REQUIRED ACTION
A word-for-word transcript of the closing lines is required: from the one with "Detect every woman" through the final line of the data.

Data records:
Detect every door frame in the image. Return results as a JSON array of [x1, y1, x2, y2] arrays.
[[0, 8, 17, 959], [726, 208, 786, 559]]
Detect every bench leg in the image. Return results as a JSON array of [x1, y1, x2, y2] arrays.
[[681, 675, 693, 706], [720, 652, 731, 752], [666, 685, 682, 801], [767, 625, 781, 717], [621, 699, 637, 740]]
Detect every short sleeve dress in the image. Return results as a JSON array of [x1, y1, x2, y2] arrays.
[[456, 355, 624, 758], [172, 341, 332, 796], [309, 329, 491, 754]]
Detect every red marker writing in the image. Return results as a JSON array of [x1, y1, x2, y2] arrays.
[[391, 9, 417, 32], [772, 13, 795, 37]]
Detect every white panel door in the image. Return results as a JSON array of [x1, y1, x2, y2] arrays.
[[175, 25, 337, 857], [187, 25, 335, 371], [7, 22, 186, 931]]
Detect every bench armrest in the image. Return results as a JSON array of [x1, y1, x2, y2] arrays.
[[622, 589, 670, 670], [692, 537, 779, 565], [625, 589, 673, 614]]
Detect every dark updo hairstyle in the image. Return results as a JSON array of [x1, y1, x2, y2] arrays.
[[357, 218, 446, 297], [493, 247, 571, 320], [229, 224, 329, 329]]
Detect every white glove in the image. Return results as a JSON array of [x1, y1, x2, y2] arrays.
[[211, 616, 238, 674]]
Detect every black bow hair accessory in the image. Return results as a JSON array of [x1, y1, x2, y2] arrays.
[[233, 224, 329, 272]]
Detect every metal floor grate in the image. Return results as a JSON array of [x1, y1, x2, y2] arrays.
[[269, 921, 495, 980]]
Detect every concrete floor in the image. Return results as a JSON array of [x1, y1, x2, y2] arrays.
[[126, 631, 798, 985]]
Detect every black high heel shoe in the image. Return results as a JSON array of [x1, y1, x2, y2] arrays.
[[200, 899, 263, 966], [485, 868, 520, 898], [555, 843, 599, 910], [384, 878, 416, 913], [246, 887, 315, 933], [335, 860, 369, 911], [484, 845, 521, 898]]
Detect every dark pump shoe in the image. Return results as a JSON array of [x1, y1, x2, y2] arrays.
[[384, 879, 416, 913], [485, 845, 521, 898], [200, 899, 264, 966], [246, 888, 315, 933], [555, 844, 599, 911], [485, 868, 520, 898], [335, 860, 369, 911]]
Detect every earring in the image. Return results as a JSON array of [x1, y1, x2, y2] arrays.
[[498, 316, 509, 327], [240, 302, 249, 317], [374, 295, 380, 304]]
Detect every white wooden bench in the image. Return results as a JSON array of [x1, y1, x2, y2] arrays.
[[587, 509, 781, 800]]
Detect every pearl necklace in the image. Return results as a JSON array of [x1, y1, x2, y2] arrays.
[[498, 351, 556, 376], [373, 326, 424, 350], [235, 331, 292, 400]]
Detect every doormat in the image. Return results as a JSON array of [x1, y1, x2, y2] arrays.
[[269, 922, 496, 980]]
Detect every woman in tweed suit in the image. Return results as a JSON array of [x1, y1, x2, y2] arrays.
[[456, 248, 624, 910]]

ANSWER SECTION
Detect every woman in tweed suit in the image. Return results as a JSON array of [x1, y1, x2, y2] arrays.
[[456, 248, 624, 910]]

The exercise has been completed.